** RECORDS FOR THE EXERCISE **
--------------------------------------------------
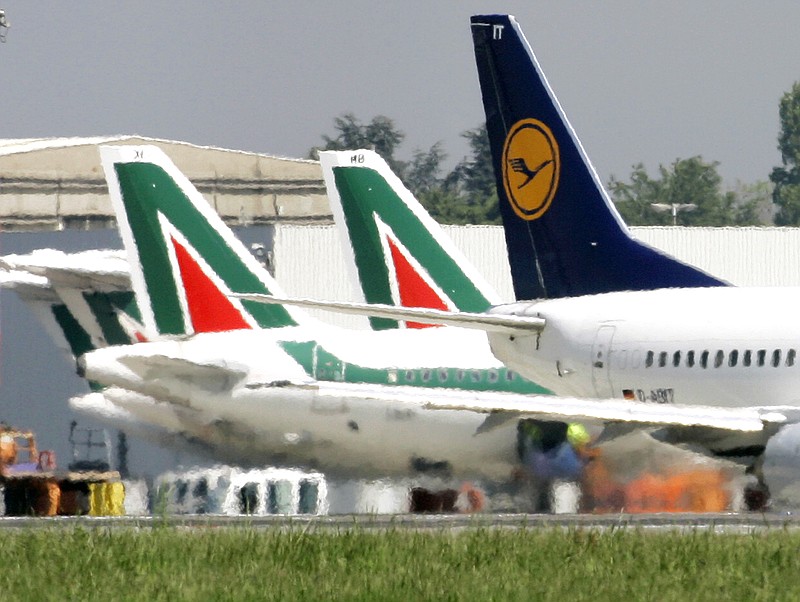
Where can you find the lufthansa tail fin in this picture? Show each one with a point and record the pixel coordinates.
(396, 251)
(184, 260)
(563, 234)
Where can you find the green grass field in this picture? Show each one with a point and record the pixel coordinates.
(167, 563)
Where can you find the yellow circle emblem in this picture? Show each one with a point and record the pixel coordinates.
(531, 166)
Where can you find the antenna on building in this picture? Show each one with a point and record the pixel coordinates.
(4, 25)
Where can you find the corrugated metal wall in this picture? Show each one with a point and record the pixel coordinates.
(309, 260)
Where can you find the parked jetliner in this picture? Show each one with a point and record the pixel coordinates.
(408, 401)
(610, 317)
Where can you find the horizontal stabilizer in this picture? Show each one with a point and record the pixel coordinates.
(210, 377)
(477, 321)
(98, 270)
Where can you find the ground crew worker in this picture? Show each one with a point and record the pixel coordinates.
(550, 451)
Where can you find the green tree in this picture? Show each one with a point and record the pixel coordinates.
(470, 188)
(786, 179)
(686, 182)
(380, 134)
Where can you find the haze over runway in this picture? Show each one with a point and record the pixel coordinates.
(641, 82)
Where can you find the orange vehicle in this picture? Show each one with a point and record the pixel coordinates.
(32, 484)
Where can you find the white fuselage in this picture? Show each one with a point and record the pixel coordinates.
(730, 347)
(255, 397)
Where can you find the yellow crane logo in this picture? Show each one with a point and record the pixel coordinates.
(531, 167)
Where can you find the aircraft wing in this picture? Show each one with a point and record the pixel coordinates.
(504, 323)
(568, 408)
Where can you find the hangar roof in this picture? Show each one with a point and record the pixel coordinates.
(51, 183)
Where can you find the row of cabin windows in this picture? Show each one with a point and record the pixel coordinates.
(704, 359)
(475, 376)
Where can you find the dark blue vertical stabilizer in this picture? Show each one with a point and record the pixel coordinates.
(564, 236)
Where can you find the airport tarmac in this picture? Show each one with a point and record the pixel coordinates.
(722, 523)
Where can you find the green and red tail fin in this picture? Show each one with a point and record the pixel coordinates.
(184, 260)
(395, 250)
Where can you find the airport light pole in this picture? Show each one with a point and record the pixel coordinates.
(675, 208)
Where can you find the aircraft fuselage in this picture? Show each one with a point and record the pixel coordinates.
(729, 347)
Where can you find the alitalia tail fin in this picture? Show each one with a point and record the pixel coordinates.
(396, 251)
(184, 260)
(564, 236)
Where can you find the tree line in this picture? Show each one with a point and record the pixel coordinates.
(687, 192)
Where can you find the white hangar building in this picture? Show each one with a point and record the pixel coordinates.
(58, 183)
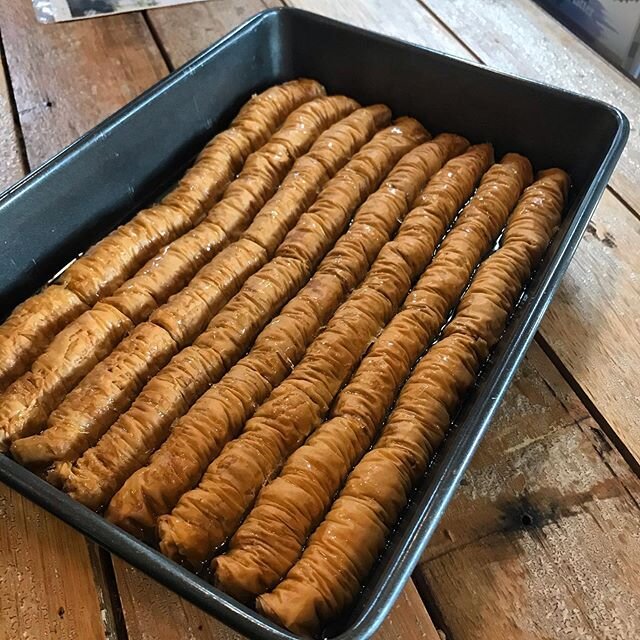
--------------------------------------------------
** WORK TO DO **
Locate each line in the records above that contains the string "fuselage" and copy every such line, treating uppercase and lowercase letters as distinct.

** REPLY TO THE TASK **
Where can you find the white fuselage in this picture? Show each one with a point and record the pixel coordinates.
Where can you find the aircraft fuselage in this picture? Show each one with a point and record the pixel coordinates.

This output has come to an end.